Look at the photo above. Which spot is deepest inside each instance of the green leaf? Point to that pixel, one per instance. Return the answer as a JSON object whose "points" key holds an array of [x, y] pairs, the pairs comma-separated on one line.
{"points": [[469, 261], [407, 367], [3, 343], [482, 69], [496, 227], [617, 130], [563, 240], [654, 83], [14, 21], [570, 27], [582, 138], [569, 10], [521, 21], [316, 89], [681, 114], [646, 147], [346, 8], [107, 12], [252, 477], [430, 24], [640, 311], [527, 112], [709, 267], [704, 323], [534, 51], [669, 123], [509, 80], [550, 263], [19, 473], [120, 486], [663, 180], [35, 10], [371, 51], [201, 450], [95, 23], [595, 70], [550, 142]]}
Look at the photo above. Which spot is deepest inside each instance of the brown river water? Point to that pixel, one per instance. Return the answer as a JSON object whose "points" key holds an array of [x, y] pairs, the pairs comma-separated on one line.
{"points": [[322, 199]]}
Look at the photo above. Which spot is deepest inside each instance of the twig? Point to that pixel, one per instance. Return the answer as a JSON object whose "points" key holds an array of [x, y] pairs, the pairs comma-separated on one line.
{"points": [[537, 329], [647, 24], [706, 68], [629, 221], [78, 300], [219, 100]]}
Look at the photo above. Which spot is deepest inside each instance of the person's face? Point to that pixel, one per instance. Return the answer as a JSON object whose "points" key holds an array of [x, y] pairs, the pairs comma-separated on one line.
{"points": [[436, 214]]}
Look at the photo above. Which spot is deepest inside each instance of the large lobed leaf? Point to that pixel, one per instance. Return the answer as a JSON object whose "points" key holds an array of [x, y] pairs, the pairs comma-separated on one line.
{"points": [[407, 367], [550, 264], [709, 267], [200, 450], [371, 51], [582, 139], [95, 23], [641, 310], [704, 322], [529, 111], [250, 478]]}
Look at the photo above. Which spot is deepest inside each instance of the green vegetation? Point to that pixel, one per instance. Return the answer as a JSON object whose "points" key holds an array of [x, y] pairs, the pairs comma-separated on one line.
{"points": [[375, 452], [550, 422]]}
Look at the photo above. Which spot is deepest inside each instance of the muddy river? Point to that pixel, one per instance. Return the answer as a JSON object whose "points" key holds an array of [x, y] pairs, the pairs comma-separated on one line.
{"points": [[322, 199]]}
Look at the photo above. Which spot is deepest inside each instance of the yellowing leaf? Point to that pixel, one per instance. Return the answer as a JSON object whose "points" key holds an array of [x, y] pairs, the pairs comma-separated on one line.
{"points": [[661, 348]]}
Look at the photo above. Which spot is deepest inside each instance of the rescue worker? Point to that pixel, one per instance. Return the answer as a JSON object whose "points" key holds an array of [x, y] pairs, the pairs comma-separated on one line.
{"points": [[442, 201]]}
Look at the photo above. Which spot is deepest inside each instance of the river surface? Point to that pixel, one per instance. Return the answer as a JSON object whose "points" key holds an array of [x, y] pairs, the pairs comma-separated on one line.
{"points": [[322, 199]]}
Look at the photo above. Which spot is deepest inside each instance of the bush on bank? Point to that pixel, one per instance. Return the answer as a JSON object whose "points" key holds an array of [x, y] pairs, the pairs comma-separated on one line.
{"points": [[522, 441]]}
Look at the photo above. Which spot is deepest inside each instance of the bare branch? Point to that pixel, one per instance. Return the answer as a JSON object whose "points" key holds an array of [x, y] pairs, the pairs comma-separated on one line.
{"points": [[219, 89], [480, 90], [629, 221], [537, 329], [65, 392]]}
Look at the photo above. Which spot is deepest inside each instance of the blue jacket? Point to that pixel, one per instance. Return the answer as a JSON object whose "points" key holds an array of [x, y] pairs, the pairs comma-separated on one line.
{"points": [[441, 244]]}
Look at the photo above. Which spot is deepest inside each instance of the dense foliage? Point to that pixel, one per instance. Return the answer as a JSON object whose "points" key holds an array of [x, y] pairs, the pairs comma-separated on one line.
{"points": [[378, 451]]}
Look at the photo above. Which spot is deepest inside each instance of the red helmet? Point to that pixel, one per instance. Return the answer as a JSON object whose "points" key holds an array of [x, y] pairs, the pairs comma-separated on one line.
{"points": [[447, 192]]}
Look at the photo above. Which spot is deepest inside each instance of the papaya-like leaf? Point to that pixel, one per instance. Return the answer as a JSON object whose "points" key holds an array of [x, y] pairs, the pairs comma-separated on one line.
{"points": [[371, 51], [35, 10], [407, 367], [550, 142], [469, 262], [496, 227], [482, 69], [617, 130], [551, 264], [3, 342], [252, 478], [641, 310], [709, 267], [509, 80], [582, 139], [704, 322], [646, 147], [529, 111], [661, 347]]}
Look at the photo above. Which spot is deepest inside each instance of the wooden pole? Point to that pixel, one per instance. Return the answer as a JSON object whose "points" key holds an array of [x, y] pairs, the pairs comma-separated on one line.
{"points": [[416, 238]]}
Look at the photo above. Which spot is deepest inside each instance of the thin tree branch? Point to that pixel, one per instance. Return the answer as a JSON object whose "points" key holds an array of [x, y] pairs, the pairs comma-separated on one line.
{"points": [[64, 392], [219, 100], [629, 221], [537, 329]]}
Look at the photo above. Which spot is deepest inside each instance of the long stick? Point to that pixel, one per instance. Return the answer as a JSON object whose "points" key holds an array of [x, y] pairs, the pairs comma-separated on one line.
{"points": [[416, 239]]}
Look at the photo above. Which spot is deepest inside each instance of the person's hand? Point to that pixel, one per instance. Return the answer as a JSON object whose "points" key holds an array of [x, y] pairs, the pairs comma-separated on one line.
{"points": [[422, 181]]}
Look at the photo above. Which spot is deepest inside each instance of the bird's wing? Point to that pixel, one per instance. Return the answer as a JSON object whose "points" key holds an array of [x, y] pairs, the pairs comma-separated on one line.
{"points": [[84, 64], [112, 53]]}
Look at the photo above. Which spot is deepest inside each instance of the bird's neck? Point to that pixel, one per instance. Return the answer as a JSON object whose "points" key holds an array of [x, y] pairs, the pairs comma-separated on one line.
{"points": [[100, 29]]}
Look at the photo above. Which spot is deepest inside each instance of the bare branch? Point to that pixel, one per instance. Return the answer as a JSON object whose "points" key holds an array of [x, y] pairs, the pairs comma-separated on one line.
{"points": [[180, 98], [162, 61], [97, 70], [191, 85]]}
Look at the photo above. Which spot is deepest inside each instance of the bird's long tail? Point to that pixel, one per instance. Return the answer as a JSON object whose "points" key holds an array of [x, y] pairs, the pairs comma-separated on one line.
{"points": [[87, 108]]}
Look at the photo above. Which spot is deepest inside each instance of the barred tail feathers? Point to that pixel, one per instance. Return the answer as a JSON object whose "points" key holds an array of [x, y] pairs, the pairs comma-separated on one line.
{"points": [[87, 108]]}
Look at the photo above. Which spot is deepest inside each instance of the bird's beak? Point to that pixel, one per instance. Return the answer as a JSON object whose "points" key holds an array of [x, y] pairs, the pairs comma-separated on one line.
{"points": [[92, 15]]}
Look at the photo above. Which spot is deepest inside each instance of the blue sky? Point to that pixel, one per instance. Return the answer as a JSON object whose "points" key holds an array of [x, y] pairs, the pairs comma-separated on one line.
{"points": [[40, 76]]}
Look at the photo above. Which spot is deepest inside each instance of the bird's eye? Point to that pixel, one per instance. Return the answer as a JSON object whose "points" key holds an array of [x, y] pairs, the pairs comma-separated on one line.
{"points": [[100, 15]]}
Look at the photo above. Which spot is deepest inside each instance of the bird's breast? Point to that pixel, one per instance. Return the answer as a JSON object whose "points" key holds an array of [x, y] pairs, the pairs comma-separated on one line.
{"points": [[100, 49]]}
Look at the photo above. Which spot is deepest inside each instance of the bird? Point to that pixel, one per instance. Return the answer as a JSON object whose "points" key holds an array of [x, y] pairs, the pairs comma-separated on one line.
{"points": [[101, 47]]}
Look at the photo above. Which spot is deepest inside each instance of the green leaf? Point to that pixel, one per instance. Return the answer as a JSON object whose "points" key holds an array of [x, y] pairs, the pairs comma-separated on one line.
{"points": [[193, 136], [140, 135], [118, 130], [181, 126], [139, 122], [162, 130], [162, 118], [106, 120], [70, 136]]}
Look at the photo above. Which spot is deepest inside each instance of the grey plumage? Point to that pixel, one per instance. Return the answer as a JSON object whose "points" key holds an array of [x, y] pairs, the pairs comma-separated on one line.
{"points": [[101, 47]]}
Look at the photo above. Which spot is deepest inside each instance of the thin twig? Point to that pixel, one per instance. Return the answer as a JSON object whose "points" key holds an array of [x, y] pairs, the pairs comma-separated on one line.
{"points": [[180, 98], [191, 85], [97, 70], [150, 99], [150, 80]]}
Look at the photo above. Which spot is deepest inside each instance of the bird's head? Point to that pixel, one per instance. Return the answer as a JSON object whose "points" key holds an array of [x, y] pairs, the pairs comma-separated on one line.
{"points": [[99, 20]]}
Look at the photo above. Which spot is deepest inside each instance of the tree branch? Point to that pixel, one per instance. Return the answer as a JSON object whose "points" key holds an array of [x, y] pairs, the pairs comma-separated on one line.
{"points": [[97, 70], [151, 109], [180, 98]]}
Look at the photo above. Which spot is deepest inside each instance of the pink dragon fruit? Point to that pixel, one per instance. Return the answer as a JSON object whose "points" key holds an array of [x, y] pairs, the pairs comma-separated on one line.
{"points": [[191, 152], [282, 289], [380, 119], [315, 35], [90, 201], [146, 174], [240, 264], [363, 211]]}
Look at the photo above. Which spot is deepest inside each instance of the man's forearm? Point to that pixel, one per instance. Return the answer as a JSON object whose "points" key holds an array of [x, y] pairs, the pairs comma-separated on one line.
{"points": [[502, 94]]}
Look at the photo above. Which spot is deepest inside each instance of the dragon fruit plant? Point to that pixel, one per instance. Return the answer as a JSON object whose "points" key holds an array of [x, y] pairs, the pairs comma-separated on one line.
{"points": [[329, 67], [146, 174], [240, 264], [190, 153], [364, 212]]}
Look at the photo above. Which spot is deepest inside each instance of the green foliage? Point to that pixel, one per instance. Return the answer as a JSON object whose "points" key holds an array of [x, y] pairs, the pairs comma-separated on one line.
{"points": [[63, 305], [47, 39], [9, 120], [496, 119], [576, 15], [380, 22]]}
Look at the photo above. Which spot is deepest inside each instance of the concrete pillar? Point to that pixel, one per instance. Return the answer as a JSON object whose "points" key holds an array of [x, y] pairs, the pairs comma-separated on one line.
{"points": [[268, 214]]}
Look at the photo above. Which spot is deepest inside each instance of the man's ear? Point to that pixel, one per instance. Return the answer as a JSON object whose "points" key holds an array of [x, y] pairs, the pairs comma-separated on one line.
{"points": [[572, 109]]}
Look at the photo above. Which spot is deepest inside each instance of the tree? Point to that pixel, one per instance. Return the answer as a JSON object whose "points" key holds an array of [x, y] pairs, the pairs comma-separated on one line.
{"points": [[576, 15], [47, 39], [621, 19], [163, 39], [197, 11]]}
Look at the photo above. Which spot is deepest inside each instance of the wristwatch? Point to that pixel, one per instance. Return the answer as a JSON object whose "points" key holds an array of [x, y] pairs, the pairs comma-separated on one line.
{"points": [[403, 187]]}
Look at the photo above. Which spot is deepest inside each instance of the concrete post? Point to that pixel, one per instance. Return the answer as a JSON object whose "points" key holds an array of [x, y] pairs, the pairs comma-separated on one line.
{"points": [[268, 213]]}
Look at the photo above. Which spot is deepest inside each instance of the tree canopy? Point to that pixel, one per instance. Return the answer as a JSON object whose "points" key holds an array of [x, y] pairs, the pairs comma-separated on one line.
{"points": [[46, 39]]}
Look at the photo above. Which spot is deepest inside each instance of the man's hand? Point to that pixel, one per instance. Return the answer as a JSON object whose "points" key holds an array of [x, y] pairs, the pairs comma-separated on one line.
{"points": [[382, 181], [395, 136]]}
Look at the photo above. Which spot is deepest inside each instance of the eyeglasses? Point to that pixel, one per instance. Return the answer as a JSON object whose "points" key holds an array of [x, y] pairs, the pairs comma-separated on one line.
-- -- --
= Your task =
Repeat exactly the lines from the one containing "the man's hand?" through the last line of the records above, both included, and nothing else.

= Answer below =
Look at the photo above. Which spot is deepest inside each instance of the man's hand? Point to that pixel, one per instance. Return the answer as a JSON object whose "points" key holds an array of [x, y] pairs, the pairs comma-separated on one line.
{"points": [[382, 181], [395, 136]]}
Look at the photo above. Which spot is deepest inside each instance of the eyeglasses? Point to that pixel, one per instance. Return the answer as a JSON object whose "points" key holds an array of [x, y] pairs, the pairs comma-separated on one line.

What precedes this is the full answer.